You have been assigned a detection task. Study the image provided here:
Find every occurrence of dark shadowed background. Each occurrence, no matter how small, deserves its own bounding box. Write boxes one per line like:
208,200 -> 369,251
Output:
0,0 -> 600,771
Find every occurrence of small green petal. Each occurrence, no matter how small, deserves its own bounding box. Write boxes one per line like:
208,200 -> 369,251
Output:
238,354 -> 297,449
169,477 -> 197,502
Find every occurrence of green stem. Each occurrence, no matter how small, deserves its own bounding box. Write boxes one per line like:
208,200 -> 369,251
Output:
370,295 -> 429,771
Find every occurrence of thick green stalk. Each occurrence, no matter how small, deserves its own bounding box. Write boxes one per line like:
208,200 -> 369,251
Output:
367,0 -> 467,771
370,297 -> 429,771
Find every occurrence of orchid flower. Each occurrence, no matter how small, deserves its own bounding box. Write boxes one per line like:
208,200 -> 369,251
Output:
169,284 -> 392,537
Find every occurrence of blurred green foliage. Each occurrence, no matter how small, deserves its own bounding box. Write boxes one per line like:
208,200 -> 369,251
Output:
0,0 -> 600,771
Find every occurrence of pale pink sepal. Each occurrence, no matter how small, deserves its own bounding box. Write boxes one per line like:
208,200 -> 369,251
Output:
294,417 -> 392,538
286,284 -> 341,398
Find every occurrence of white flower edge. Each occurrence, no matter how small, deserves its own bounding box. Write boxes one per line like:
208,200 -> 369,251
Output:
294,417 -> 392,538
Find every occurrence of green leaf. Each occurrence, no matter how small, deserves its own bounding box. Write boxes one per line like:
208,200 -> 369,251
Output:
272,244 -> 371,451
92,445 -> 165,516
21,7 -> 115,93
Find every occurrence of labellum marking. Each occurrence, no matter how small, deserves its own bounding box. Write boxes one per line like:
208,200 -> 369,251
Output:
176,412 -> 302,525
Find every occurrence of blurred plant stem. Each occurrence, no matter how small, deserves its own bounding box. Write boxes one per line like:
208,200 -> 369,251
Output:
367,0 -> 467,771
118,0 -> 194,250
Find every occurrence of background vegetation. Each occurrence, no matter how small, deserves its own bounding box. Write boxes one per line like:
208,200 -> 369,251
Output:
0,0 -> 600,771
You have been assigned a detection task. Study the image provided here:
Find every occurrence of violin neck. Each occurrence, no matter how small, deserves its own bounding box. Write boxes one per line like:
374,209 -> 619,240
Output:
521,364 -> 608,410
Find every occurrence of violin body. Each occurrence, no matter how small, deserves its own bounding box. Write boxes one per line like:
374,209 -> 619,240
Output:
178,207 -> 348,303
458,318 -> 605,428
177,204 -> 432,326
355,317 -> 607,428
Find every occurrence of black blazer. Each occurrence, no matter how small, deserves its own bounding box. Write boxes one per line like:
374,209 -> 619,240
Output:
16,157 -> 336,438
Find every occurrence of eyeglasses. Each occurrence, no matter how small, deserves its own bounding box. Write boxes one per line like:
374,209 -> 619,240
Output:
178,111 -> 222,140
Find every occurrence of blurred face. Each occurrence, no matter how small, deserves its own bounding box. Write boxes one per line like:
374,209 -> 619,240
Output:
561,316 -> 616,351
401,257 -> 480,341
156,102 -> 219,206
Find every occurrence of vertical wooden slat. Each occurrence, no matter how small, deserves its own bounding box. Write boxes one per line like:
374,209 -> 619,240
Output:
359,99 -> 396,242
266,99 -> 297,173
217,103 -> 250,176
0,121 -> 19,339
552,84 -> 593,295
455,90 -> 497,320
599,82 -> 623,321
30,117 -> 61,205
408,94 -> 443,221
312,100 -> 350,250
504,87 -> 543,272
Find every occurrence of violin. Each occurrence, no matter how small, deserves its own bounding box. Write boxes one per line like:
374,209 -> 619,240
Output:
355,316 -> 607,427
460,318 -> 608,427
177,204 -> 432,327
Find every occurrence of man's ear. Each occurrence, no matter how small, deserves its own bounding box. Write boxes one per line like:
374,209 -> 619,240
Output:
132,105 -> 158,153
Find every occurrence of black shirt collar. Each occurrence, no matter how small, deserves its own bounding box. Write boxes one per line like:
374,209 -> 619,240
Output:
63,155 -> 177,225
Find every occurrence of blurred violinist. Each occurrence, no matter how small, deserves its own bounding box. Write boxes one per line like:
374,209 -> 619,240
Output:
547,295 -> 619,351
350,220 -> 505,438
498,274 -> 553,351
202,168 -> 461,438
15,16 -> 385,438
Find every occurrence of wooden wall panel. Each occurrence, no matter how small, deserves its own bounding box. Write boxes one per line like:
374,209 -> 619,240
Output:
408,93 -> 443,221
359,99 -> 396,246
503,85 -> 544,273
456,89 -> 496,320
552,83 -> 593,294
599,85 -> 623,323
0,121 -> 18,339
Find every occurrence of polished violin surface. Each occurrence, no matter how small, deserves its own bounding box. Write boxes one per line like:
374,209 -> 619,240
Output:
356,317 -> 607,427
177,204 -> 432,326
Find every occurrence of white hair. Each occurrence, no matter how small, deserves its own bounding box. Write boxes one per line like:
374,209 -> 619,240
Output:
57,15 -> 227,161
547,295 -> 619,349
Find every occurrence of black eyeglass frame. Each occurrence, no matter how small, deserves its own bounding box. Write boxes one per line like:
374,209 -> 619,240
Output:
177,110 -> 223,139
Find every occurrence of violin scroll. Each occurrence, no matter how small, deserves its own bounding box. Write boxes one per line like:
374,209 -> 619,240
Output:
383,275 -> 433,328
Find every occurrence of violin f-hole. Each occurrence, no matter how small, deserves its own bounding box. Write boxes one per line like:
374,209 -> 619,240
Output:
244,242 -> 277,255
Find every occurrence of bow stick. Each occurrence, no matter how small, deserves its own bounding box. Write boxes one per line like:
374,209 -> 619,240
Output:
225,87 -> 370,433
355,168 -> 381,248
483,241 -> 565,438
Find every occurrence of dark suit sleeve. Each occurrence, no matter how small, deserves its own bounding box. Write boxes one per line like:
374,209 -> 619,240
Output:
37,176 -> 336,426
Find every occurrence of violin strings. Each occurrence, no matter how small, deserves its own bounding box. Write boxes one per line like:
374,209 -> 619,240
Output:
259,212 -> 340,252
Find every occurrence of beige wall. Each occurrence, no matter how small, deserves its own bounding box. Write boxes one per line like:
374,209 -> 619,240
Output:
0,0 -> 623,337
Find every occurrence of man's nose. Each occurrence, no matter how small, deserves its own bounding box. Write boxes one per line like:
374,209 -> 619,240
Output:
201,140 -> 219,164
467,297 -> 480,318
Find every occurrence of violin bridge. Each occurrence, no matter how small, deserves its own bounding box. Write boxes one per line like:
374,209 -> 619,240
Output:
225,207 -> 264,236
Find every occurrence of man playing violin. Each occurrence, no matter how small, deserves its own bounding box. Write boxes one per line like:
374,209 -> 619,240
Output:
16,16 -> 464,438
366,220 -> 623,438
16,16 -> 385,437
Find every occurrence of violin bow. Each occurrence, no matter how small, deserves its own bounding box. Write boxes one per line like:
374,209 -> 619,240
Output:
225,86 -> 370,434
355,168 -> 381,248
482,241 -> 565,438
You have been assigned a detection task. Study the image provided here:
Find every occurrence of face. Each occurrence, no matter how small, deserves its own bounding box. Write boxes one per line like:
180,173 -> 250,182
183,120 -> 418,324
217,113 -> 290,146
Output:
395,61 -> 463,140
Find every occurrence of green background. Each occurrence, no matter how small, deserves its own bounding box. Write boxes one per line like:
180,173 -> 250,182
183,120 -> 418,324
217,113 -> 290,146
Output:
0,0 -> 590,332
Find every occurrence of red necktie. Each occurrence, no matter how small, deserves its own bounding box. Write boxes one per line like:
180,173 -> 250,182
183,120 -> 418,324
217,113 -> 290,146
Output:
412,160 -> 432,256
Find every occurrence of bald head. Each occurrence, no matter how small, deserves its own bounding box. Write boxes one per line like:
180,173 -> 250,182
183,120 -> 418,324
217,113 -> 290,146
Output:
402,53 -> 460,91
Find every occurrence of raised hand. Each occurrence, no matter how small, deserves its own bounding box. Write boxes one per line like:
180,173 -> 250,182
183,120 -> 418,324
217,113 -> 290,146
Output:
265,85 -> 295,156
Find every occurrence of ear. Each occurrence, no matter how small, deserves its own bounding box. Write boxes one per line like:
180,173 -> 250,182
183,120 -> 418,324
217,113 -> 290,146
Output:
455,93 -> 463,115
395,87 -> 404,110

──────────

WORK TO BE COMPLETED: Swap "violin" for "cello" in the lines from the one with "Find every occurrence of green leaf." through the one with "355,317 -> 607,428", and give back only those lines with nothing else changed.

WRITTEN ANSWER:
Find every occurrence of green leaf. Each occurrence, no matter how small, deserves its own bounding box. Write boxes one per line like:
208,200 -> 369,251
Output:
272,244 -> 371,451
92,445 -> 165,516
21,7 -> 115,93
Find every occurrence of labellum marking. Each occurrence, no matter how small, deserves its own bounding box. Write boxes one per line like:
208,200 -> 369,251
Output:
176,412 -> 302,525
Find every occurrence of blurred plant stem. Each occurrence, no matter how small, deserves its own bounding box. Write boxes one per line like:
208,200 -> 369,251
Output:
367,0 -> 467,771
118,0 -> 194,250
Find every occurrence of background vegetation. Each occurrence, no matter how small, deserves its own bounding box. Write boxes one per line like:
208,200 -> 369,251
Output:
0,0 -> 600,771
You have been assigned a detection task. Study the image provided here:
Find every occurrence of cello neck. Each occurrence, no matter how small, deserves its own bounding box. Write boxes one per line like:
374,209 -> 619,240
Output:
521,364 -> 608,410
Find every occurrence of cello body. Each occurrence, no matter how small, deserves its own bounding box. Write boxes one per line like:
374,209 -> 619,240
Output:
178,207 -> 348,303
458,318 -> 605,428
177,204 -> 432,326
355,317 -> 607,428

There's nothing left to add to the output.